#### [Задание 1]
Для чего в тексте о Елене Ширман приводятся сведения о Ростове-на-Дону в годы войны? Ответьте одним или двумя предложениями.

#### [Выбранный отрывок]
==================================================

Елена Михайловна Ширман (03.02.1908-июль 1942) относится к числу давно и прочно забытых поэтов, имя и творчество которых знакомо даже не всем филологам.
Мне очень нравится её стихи, в них чувствуется огромный потенциал:
«Живу».
Я живу без тебя.
В неуютной квартире.
Среди шумных соседей и облупленных стен.
Я одна в этом плохо проветренном мире.
Это быт. Это дом. А похоже на плен.
Как правдиво, открыто, и больно, и грустно.
Одиночество – это действительно плен.
Вроде рядом есть люди, и в доме не пусто,
И готова душа встрепенуться от чувства…
Но лишь прошлое смотрит тоскливо со стен…
В настоящем – есть память!
И это не мало!
Ведь разбуженный ею чувств светлый поток
Возвращает вдруг радость. И всё засияло,
И с души соскользнуло тоски покрывало,
Дав испить ей нетленной надежды глоток.
1942 год.
В середине 60-х годов, известный советский поэт-фронтовик Илья Сельвинский сказал:
«До войны Елена Ширман училась в Литературном институте им А.М.Горького и работала в моём семинаре.
Многие студенты этого семинара впоследствии стали известными поэтами.
Кто сейчас не слышал о поэзии Павла Когана, Михаила Кульчицкого, Сергея Наровчатова, Бориса Слуцкого, Александра Яшина!..
Елена вращалась в этой сильной студенческой группе на равных по культуре и дарованию».
Когда началась война, все студенты из семинара Ильи Сельвинского, и он сам пошли на фронт, остались одни девушки. Все, кроме одной. Этой одной была Елена Ширман.
С началом войны Елена Михайловна сразу уехала в родной город Ростов-на-Дону.
Чтобы читателю легче было понять ситуацию Ростова-на-Дону, в годы Великой Отечественной войны, приведу необходимые сведенья:
Ростов-на-Дону уже20 ноября1941 года захватили фашисты, батальоном дивизии СС и двумя танковыми корпусами, прорвались к железнодорожному мосту и, захватив его невредимым, вошли в город.
Первая оккупация города длилась 8-мь дней и вошла в историю как «кровавая неделя».
Но через неделю,28 ноября, советские войска под командованием маршала С.К.Тимошенко, в ходе Ростовской наступательной операции отбили город.
Освобождение Ростова-на-Дону стало первой знаменательной победой Красной Армии в начальный период войны.
Ростов-на-Дону оставался советским до июля 1942 года.
После провала наступления Красной Армии под Харьковом, немецкое командование начало наступление на Кубань и Кавказ.
24 июля 1942 года в Ростов-на-Дону вошла 17-ая армия вермахта.
Захватив Ростов-на-Дону, немецко-фашистские оккупанты сразу же развесили по городу объявления с требованием всем гражданам еврейской национальности повесить жёлтую звезду себе на одежде и отметиться в специальных регистрационных пунктах.
Очень скоро унижающие человеческое достоинство объявления сменились другими: евреям надлежало явиться на специальные сборные пункты, откуда их якобы должны были вывезти из города.
10-го августа 1942 года в Змиёвскую балку согнали пленных солдат, заставив их рыть огромные ямы.

==================================================

#### [Задание 2]
Найдите в записях все строки со словом «orange» и перепишите их.

Строки набора данных о расположении объектов
==================================================

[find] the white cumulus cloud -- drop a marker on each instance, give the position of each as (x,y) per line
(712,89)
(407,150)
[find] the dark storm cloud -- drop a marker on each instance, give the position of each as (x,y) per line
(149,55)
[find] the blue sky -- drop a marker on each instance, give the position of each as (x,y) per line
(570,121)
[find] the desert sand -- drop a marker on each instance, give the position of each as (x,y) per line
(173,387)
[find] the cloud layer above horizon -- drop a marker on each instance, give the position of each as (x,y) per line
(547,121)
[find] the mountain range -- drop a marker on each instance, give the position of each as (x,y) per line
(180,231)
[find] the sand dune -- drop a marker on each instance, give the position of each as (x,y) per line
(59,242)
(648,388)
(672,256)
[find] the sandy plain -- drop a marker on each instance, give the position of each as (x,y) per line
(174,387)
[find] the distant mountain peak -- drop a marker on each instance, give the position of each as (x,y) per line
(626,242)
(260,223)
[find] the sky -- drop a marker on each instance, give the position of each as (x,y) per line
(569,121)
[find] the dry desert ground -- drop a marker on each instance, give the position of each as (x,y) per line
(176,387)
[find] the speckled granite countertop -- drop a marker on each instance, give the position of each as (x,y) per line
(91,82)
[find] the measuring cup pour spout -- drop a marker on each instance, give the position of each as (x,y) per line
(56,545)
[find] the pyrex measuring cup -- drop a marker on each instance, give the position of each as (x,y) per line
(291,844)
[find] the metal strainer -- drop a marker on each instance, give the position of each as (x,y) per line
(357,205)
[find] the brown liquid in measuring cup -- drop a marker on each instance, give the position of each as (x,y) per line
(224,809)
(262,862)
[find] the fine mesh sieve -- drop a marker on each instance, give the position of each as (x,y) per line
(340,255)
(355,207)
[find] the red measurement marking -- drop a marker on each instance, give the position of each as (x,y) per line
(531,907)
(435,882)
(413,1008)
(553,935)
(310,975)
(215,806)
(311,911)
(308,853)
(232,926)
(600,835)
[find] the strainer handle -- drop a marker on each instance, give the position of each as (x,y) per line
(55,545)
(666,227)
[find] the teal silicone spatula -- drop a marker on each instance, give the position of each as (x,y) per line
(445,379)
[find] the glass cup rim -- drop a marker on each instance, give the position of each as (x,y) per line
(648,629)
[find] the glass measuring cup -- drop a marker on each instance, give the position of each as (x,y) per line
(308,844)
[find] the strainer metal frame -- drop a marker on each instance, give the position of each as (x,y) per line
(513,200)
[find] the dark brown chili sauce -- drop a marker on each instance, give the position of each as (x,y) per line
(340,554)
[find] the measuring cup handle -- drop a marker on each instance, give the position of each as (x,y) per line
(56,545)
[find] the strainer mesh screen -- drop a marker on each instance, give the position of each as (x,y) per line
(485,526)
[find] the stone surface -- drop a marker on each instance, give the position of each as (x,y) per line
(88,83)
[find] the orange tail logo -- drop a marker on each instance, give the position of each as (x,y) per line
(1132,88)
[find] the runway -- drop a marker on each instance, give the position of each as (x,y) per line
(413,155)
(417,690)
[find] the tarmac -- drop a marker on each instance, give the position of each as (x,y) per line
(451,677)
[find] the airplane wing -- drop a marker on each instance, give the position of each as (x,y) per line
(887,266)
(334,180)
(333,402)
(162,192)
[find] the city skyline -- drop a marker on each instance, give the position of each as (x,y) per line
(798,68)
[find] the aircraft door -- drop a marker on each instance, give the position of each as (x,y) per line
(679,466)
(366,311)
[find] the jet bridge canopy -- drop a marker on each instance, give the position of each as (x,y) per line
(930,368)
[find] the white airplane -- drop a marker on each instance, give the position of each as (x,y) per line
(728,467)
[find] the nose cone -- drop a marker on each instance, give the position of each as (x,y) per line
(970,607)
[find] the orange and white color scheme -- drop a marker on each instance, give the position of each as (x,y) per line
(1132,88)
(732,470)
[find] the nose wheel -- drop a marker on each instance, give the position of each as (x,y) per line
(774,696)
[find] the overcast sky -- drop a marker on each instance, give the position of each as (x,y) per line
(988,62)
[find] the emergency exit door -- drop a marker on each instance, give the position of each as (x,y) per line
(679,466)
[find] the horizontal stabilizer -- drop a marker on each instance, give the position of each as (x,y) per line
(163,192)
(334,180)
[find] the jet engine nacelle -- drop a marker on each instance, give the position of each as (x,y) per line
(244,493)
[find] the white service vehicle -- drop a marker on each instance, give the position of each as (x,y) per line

==================================================

#### [Ответ 1]
Эти сведения приводятся, чтобы читателю было легче понять, в каком положении находился Ростов-на-Дону в годы Великой Отечественной войны.

#### [Ответ 2]
[find] the orange tail logo -- drop a marker on each instance, give the position of each as (x,y) per line
[find] the orange and white color scheme -- drop a marker on each instance, give the position of each as (x,y) per line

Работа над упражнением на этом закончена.